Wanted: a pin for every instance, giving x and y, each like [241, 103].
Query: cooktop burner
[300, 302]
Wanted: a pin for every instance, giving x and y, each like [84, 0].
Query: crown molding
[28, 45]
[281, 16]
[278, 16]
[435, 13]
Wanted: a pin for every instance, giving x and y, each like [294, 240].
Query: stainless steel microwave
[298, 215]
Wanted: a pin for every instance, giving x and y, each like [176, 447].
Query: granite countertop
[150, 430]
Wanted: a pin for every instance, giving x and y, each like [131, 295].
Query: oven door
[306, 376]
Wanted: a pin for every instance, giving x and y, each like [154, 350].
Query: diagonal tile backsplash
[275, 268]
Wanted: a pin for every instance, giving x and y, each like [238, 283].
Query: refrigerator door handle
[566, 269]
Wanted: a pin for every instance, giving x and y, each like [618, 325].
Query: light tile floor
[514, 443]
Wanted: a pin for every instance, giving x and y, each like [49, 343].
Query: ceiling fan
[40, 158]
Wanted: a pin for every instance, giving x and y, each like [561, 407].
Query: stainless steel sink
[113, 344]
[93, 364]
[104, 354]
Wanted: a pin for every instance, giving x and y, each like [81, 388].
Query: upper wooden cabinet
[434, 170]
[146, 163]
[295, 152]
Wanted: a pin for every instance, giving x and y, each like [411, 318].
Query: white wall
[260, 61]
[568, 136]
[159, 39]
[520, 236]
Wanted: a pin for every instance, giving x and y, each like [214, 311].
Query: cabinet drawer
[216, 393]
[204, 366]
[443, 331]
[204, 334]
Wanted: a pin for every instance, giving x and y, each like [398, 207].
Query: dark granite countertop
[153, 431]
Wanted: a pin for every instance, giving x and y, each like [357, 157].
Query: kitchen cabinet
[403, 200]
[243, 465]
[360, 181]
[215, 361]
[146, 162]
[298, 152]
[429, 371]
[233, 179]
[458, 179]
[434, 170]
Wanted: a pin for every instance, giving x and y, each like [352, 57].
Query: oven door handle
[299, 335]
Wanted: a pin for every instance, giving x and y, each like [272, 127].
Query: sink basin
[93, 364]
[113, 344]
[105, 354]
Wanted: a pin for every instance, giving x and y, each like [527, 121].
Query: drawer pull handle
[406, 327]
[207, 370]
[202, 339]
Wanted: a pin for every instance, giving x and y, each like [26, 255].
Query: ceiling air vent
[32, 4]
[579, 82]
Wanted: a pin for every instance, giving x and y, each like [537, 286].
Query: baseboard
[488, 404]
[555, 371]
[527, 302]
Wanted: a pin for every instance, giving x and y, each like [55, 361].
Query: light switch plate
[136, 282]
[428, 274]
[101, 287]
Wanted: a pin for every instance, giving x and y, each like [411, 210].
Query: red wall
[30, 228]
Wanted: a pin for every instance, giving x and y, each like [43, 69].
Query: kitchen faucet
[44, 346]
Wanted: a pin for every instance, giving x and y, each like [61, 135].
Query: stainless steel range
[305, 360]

Problem to work on
Revise all of the data above so that each "granite" becomes "marble", and keep everything else unchanged.

Written solution
Wanted: a pin for every instance, giving x and y, each like [241, 103].
Query: cooktop burner
[300, 302]
Wanted: a pin for every instance, giving x and y, each like [84, 0].
Query: crown molding
[28, 45]
[281, 16]
[278, 16]
[435, 13]
Wanted: a pin for every instance, giving x and y, each like [294, 240].
Query: stainless steel microwave
[298, 215]
Wanted: a pin for every instance, giving x and y, each like [176, 447].
Query: marble countertop
[150, 430]
Wanted: a pin for every instance, giving x and y, each like [131, 295].
Query: oven door
[306, 376]
Wanted: a pin for every instance, giving x and y, each like [154, 350].
Query: diagonal tile backsplash
[275, 268]
Wanted: a pin for every instance, giving x and y, each like [238, 283].
Query: refrigerator door handle
[566, 269]
Wanted: a pin for every instance, giving x and y, each like [618, 325].
Query: light tile floor
[514, 443]
Wanted: a pin for every instance, giving x and y, each like [49, 343].
Query: ceiling fan
[40, 158]
Wanted: a pin for every instance, giving x and y, each like [561, 407].
Query: stainless steel sink
[113, 344]
[93, 364]
[104, 354]
Wanted: a pin for every instance, giving x and y, each like [81, 388].
Query: upper wooden cabinet
[434, 170]
[146, 163]
[295, 152]
Wanted: a pin for every instance, giving x and y, each like [411, 318].
Query: white wall
[260, 61]
[568, 136]
[159, 39]
[520, 236]
Wanted: a pin for every instance, giving x and y, each like [214, 311].
Query: cabinet drawer
[216, 393]
[204, 366]
[443, 331]
[204, 334]
Wanted: a pin for every instance, giving x and y, each like [398, 207].
Query: dark marble countertop
[153, 431]
Wanted: a pin for every instance, giving x and y, each like [357, 157].
Query: kitchen cabinet
[403, 200]
[243, 465]
[360, 181]
[215, 361]
[146, 162]
[298, 152]
[429, 371]
[233, 179]
[458, 179]
[434, 170]
Wanted: a pin for every instance, giving x and y, each like [352, 57].
Query: oven door handle
[299, 335]
Wanted: a pin for every instance, giving x and y, each like [272, 127].
Query: sink basin
[93, 364]
[113, 344]
[105, 354]
Wanted: a pin for every instance, giving x and y, each like [527, 121].
Query: drawer pull handle
[406, 327]
[207, 370]
[202, 339]
Wanted: a pin for every instance, giving x and y, each like [26, 255].
Query: ceiling air vent
[32, 4]
[579, 82]
Wanted: a pin for every instance, giving x and y, each like [537, 286].
Query: baseboard
[488, 404]
[555, 371]
[527, 302]
Wanted: a pin for every instance, giving x and y, each like [55, 361].
Query: light switch plate
[136, 282]
[428, 274]
[101, 287]
Wanted: a pin for every instance, giving x and y, each like [411, 210].
Query: red wall
[30, 228]
Wanted: a pin for every instance, giving x and y, each like [43, 69].
Query: kitchen faucet
[44, 346]
Wanted: a pin for every instance, giving x and y, each like [61, 135].
Query: stainless steel range
[305, 360]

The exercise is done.